RECORD SET start

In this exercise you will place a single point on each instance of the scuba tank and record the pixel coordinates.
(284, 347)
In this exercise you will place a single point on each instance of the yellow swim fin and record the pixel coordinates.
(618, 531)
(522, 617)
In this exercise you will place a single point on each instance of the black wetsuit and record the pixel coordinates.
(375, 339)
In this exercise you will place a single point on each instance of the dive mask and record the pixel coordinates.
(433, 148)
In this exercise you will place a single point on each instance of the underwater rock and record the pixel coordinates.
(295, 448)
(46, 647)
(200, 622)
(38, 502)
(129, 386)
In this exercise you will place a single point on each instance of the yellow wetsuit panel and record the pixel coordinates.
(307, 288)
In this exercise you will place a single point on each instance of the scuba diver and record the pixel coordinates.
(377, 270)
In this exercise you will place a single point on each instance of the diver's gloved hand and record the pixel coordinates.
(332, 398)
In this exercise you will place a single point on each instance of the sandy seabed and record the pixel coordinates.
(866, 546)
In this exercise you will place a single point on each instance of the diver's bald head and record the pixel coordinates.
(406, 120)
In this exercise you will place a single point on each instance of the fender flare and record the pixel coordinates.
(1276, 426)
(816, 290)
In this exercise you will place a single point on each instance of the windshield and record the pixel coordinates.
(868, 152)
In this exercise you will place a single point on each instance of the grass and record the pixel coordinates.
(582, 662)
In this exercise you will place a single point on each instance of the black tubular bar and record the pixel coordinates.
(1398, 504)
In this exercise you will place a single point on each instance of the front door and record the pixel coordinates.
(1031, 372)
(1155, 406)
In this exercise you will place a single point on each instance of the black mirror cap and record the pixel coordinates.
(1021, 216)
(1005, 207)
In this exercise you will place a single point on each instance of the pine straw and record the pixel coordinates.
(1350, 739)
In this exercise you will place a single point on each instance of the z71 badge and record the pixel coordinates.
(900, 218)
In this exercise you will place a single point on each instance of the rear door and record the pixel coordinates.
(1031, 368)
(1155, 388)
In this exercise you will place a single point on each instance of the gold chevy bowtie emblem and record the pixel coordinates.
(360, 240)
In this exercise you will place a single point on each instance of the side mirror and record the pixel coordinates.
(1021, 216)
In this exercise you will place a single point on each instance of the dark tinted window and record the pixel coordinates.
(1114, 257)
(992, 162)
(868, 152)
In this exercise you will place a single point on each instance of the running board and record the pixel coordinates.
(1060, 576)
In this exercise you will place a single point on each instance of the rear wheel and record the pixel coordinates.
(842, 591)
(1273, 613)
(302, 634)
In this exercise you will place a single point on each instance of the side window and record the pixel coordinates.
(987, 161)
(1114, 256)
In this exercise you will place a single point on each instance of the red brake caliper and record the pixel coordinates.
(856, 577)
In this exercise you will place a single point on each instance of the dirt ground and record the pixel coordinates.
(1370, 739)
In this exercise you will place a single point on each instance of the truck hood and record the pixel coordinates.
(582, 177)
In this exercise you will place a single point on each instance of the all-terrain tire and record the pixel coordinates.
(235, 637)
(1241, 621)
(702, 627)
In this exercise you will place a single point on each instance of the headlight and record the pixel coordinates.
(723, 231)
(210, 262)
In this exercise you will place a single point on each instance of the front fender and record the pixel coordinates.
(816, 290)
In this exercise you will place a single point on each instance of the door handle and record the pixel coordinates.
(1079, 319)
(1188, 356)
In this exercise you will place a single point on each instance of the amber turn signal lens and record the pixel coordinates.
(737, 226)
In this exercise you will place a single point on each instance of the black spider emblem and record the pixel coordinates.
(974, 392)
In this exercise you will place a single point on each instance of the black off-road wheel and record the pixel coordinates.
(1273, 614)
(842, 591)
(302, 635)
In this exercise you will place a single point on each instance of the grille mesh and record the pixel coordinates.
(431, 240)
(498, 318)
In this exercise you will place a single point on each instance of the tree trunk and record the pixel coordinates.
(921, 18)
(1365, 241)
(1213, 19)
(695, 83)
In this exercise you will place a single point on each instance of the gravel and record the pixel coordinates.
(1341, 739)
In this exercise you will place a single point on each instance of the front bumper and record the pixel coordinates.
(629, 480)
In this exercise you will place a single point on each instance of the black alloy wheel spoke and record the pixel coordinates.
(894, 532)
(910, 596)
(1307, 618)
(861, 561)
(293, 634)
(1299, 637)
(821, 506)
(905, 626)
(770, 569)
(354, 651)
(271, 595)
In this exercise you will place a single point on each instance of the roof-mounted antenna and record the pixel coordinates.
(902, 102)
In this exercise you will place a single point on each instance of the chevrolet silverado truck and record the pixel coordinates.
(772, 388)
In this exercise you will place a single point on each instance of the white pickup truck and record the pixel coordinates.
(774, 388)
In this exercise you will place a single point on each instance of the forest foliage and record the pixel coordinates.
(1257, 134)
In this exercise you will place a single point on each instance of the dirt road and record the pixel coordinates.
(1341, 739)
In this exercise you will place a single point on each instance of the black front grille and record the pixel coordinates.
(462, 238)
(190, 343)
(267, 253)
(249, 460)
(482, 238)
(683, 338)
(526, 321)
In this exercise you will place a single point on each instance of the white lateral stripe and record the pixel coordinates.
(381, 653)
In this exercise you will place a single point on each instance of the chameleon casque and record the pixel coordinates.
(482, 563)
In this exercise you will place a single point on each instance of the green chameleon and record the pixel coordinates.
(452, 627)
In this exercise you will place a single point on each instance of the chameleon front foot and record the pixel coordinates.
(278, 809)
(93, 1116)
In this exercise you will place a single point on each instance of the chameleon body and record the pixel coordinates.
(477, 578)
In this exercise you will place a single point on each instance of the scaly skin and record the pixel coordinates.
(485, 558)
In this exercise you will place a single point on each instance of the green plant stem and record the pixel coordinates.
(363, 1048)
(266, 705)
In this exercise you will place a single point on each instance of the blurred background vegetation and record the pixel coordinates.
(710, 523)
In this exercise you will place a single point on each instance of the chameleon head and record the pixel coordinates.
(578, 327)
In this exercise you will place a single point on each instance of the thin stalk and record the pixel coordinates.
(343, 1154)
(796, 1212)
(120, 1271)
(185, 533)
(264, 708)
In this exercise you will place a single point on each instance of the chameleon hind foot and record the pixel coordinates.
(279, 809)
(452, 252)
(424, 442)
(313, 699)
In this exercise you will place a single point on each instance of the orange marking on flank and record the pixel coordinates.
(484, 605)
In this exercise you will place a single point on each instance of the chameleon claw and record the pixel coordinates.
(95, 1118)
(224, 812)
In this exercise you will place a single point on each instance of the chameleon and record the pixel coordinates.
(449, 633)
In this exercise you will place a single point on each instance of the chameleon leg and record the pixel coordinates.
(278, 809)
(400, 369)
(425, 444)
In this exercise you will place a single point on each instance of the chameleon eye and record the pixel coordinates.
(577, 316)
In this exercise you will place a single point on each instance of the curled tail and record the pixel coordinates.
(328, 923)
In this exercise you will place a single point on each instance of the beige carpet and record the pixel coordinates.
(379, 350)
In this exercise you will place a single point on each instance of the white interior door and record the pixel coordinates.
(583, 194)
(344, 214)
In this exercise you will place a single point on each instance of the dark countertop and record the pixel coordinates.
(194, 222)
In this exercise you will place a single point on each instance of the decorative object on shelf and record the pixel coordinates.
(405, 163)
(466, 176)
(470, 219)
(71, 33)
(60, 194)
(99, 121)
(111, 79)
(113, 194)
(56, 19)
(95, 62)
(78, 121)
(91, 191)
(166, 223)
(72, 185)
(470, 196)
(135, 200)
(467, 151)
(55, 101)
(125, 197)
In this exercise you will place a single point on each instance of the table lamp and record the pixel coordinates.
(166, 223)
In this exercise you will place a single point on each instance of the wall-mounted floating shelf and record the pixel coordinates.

RECORD SET end

SET EXERCISE
Output an exact copy of the lines beginning at the one that holds "eye and record the pixel coordinates." and running through the final line of the records.

THE RESULT
In this exercise you will place a single point on each instance of the chameleon eye and record the pixel coordinates.
(577, 316)
In this exercise you will place a single point on each instance of the curled tail and record the pixel coordinates.
(328, 923)
In this exercise you will place a single point on each instance of the beige carpet and record the pixel coordinates.
(379, 350)
In this exercise you will place a single point on each instance of the white interior door and record the pixel coordinates.
(583, 194)
(344, 214)
In this exercise you will place a single point on each instance of the dark countertop and record the pixel coordinates.
(194, 222)
In this exercise you will place a single point on each instance of the decorative object on shelf and record the pixel coordinates.
(405, 163)
(466, 176)
(470, 219)
(71, 33)
(60, 194)
(99, 121)
(111, 79)
(113, 194)
(56, 19)
(95, 62)
(78, 121)
(91, 191)
(166, 223)
(72, 185)
(470, 196)
(135, 200)
(467, 151)
(55, 101)
(125, 197)
In this exercise you will place a single point on each instance of the table lamp and record the pixel coordinates.
(166, 223)
In this exercise you will place a single point on each instance of the wall-mounted floating shelf and record the pixel coordinates.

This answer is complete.